SOURCE TEXT |

A new open-source model named DeepSeek-OCR has been released, disrupting the traditional paradigm of large models. The model, which was open-sourced yesterday afternoon, has seen a meteoric rise in the AI community, gaining over 4,000 stars on GitHub overnight. The core focus of DeepSeek-OCR is a novel visual approach to handling text, which promises to solve one of the biggest challenges in AI: long-context efficiency.
How DeepSeek-OCR changes the game
The new DeepSeek-OCR model is not just another text-reading tool. Its power lies in its ability to compress information. According to its creators, the model can take a 1,000-word article and compress it into just 100 visual tokens. This represents a staggering tenfold compression ratio with 97% accuracy. This efficiency is remarkable; a single NVIDIA A100 GPU can process 200,000 pages of data per day using the DeepSeek-OCR method. This new processing approach could signal a significant shift in the input methods used for large models.
The rapid traction of DeepSeek-OCR was amplified by high-profile endorsements. Andrej Karpathy, the co-founder of OpenAI and former Director of Autopilot at Tesla, shared his excitement about the paper. He called DeepSeek-OCR a “good OCR model” and highlighted its more “interesting part”: the concept of a computer vision AI “masquerading as a natural language person.”
I quite like the new DeepSeek-OCR paper. It's a good OCR model (maybe a bit worse than dots), and yes data collection etc., but anyway it doesn't matter.
The more interesting part for me (esp as a computer vision at heart who is temporarily masquerading as a natural language… https://t.co/AxRXBdoO0F
— Andrej Karpathy (@karpathy) October 20, 2025
Karpathy believes this visual-first method is a superior input for large language models. He proposed that LLMs should use images as their primary input, and even when processing plain text, they should render it into an image first. In his view, this would lead to much higher information compression and a more generalized information flow.

DATA LISTING |
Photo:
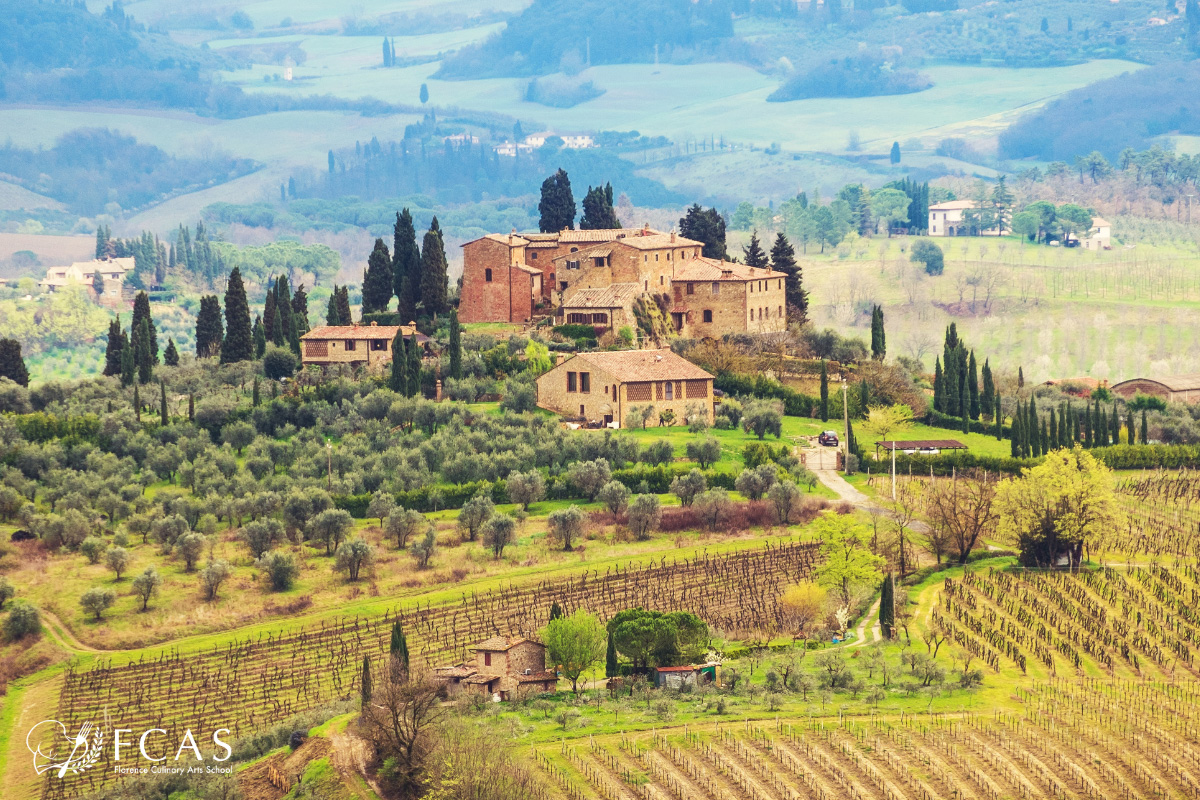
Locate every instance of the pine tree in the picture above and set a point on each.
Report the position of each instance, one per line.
(754, 254)
(12, 362)
(209, 330)
(557, 206)
(435, 271)
(414, 367)
(455, 346)
(239, 342)
(377, 286)
(259, 337)
(598, 211)
(783, 259)
(887, 606)
(825, 391)
(397, 380)
(117, 342)
(406, 265)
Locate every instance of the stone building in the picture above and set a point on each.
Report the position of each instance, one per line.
(367, 346)
(504, 667)
(603, 386)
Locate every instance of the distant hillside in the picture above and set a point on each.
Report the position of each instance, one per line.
(553, 35)
(1123, 112)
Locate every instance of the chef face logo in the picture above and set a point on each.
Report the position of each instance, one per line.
(58, 751)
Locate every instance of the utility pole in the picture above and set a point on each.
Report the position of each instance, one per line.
(845, 433)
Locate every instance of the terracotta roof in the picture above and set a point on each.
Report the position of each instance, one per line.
(502, 643)
(712, 269)
(641, 365)
(617, 295)
(923, 444)
(538, 677)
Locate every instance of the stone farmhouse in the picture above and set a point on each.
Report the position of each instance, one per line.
(113, 270)
(504, 667)
(603, 386)
(597, 276)
(357, 346)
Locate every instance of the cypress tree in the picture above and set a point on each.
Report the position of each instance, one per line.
(142, 355)
(117, 342)
(435, 277)
(239, 342)
(973, 386)
(406, 265)
(610, 659)
(557, 205)
(377, 286)
(825, 391)
(414, 367)
(397, 379)
(887, 606)
(259, 337)
(455, 346)
(171, 356)
(783, 259)
(12, 362)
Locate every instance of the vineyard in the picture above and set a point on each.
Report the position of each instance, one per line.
(1075, 739)
(1162, 516)
(252, 683)
(1141, 620)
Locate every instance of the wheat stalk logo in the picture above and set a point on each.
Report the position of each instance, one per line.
(85, 749)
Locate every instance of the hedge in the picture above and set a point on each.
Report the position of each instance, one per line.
(939, 420)
(795, 403)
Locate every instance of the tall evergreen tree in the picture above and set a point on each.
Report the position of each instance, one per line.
(825, 391)
(397, 380)
(435, 271)
(754, 254)
(12, 362)
(557, 205)
(377, 286)
(209, 330)
(406, 266)
(783, 259)
(117, 342)
(455, 346)
(598, 211)
(708, 228)
(879, 336)
(239, 342)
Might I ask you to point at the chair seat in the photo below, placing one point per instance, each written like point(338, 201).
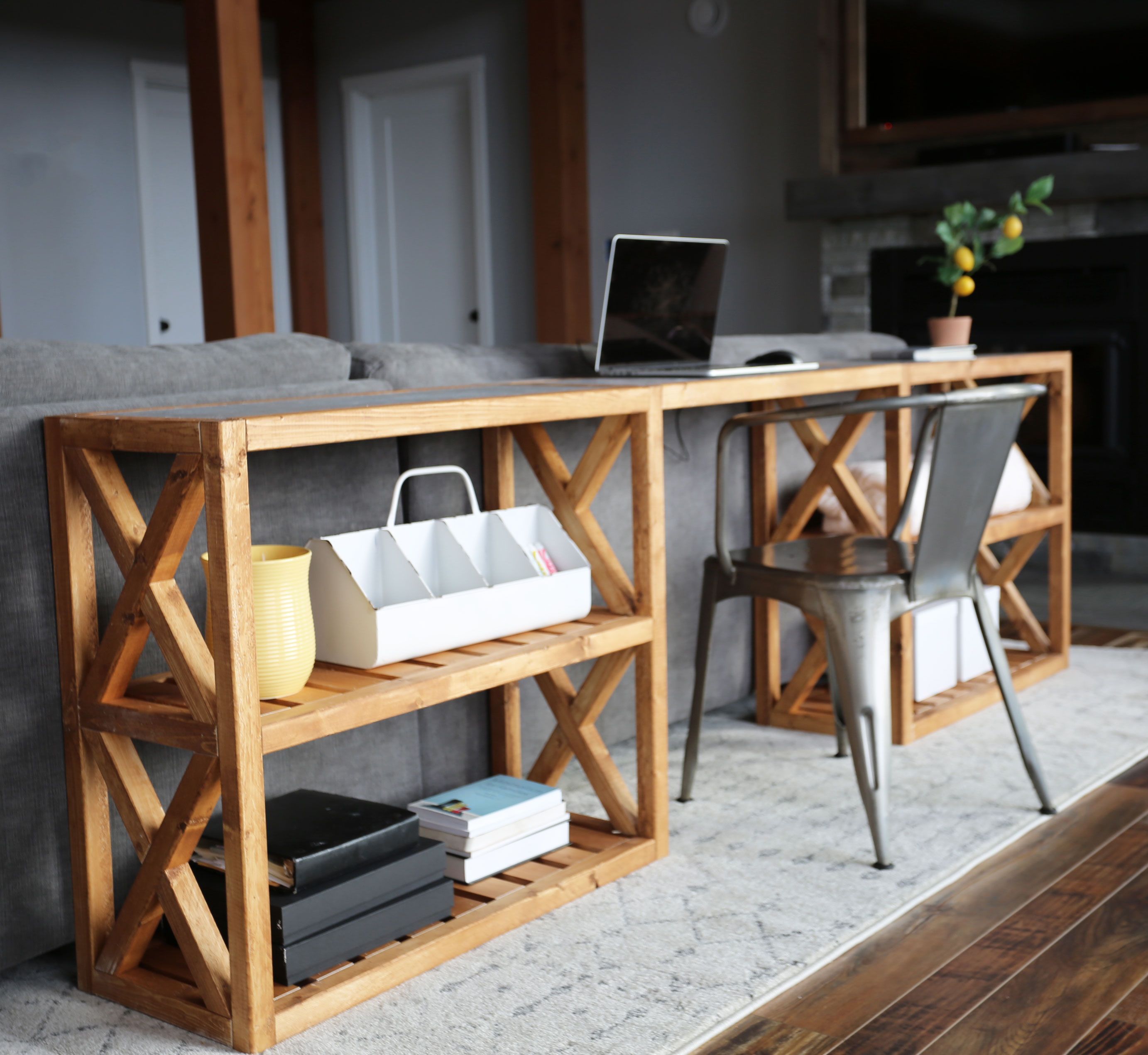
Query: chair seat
point(833, 557)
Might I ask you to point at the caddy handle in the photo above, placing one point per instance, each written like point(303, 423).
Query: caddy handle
point(426, 472)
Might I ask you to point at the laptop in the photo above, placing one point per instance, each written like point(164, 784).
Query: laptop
point(661, 308)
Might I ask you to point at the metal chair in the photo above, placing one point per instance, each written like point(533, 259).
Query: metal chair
point(859, 585)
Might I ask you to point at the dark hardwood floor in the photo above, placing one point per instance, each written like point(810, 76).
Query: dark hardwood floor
point(1043, 950)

EXERCISE 1 | Summarize the article on DeepSeek-OCR in two sentences.
EXERCISE 2 | Continue the article on DeepSeek-OCR after its final sentence.

EXERCISE RESPONSE 1 | DeepSeek-OCR, a newly open-sourced model that gained over 4,000 GitHub stars overnight, handles text visually and can compress a 1,000-word article into 100 visual tokens, a tenfold ratio with 97% accuracy. Andrej Karpathy praised the paper and proposed that large language models take images as their primary input, rendering even plain text into images for higher information compression.

EXERCISE RESPONSE 2 |
Karpathy also emphasized that the DeepSeek-OCR approach could solve issues with traditional “word segmenters,” or tokenizers. He argued that word segmenters are “ugly and standalone,” introduce Unicode and byte encoding issues, and can even increase security risks.
He views OCR as just one of many visual-text tasks, suggesting that text-to-text tasks could be converted to visual-text tasks, but not the other way around. This sentiment was echoed by Xie Saining, an assistant professor at New York University, who agreed with Karpathy’s views on integrating computer vision and natural language processing.
How to access DeepSeek-OCR
The DeepSeek-OCR model is available as an open-source project on GitHub and Hugging Face under the name deepseek-ai/DeepSeek-OCR. The model, which has 3 billion parameters, is available for download and use with the Hugging Face transformers library. The creators have provided code examples for inference on NVIDIA GPUs, and the repository also includes guidance for PDF processing and model acceleration using vLLM.